▸ PASSAGE
>> START
Chabela Romero
- Romero in 1956

Personal information
- Born: Isabela Romero Rangel September 11, 1936 Serdan, Puebla, Mexico
- Died: April 19, 1985 (aged 48)
- Spouse: Destino Negro (husband)

Professional wrestling career
- Ring name: Chabela Romero
- Billed height: 1.65 m (5 ft 5 in)
- Billed weight: 73 kg (161 lb)
- Trained by: Jose Rojas; Fantasma de la Quebrada;
- Debut: March 27, 1955

= Chabela Romero =

Mexican female professional wrestler

Isabela "Chabela" Romero Rangel (September 11, 1936 – April 19, 1985) was a Mexican professional wrestler. She was one of the first Mexican women to become a professional wrestler when women became a regular fixture in the early 1950s. During her career, she won the Mexican National Women's Championship three times, and both the UWA World Women's Championship and the Japanese All Pacific Championship once.

==Professional wrestling career==
Women's wrestling in Mexico prior to the 1950s was almost non-existent, with no known matches taking place from 1945 on and very few prior to that. In the early 1950s, Jack O'Brien began training female wrestlers, including Isabela Romero, in his gym in León, Guanajuato. She would work under the ring name Chabela Romero alongside other O'Brien trainees such as Irma González, La Enfermera, La Dama Enmascarada, and Rosita Williams. She made her in-ring debut on March 27, 1955, participating in an all-female tournament in Mexico City.
>> END
▸ DATASET CONTENT
>> START
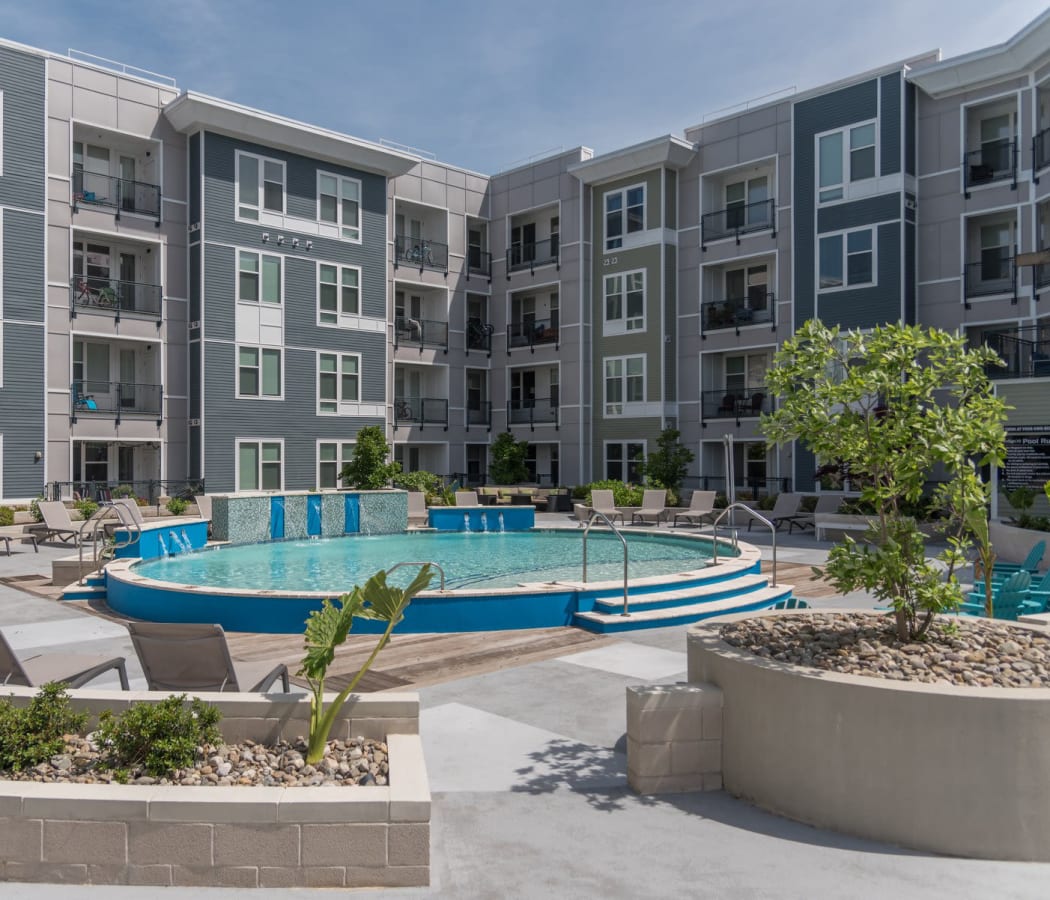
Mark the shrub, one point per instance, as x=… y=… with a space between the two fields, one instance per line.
x=176 y=505
x=159 y=737
x=33 y=734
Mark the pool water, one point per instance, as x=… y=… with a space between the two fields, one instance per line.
x=469 y=560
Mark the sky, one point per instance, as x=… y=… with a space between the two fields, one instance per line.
x=487 y=85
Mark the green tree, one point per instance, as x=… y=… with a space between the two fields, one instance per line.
x=891 y=406
x=507 y=464
x=369 y=468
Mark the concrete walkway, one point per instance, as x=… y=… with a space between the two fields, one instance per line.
x=527 y=767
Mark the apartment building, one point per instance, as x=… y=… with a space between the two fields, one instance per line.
x=191 y=290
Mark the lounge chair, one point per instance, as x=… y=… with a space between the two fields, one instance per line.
x=71 y=669
x=418 y=517
x=653 y=507
x=701 y=505
x=783 y=510
x=195 y=657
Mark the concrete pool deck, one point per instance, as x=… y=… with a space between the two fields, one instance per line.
x=528 y=778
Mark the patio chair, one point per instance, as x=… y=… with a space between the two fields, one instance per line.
x=418 y=517
x=701 y=505
x=190 y=656
x=71 y=669
x=653 y=507
x=783 y=510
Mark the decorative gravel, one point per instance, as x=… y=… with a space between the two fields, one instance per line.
x=963 y=650
x=350 y=762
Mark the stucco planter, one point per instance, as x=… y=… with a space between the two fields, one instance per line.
x=953 y=770
x=247 y=837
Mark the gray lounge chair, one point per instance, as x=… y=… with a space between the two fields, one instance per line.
x=195 y=657
x=71 y=669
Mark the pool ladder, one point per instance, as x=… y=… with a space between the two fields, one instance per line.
x=597 y=515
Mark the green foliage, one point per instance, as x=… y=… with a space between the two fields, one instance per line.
x=176 y=505
x=369 y=468
x=507 y=460
x=328 y=628
x=889 y=406
x=668 y=464
x=34 y=733
x=160 y=737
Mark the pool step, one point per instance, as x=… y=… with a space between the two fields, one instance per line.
x=606 y=623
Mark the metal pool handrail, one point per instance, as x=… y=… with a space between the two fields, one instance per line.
x=420 y=563
x=760 y=518
x=596 y=515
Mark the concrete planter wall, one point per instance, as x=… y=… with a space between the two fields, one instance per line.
>> END
▸ EXERCISE TASK
From the Chabela Romero article, reproduce the passage starting at "- Trained by: Jose" and ending at "Pacific Championship once.".

▸ PROBLEM SOLUTION
- Trained by: Jose Rojas; Fantasma de la Quebrada;
- Debut: March 27, 1955

= Chabela Romero =

Mexican female professional wrestler

Isabela "Chabela" Romero Rangel (September 11, 1936 – April 19, 1985) was a Mexican professional wrestler. She was one of the first Mexican women to become a professional wrestler when women became a regular fixture in the early 1950s. During her career, she won the Mexican National Women's Championship three times, and both the UWA World Women's Championship and the Japanese All Pacific Championship once.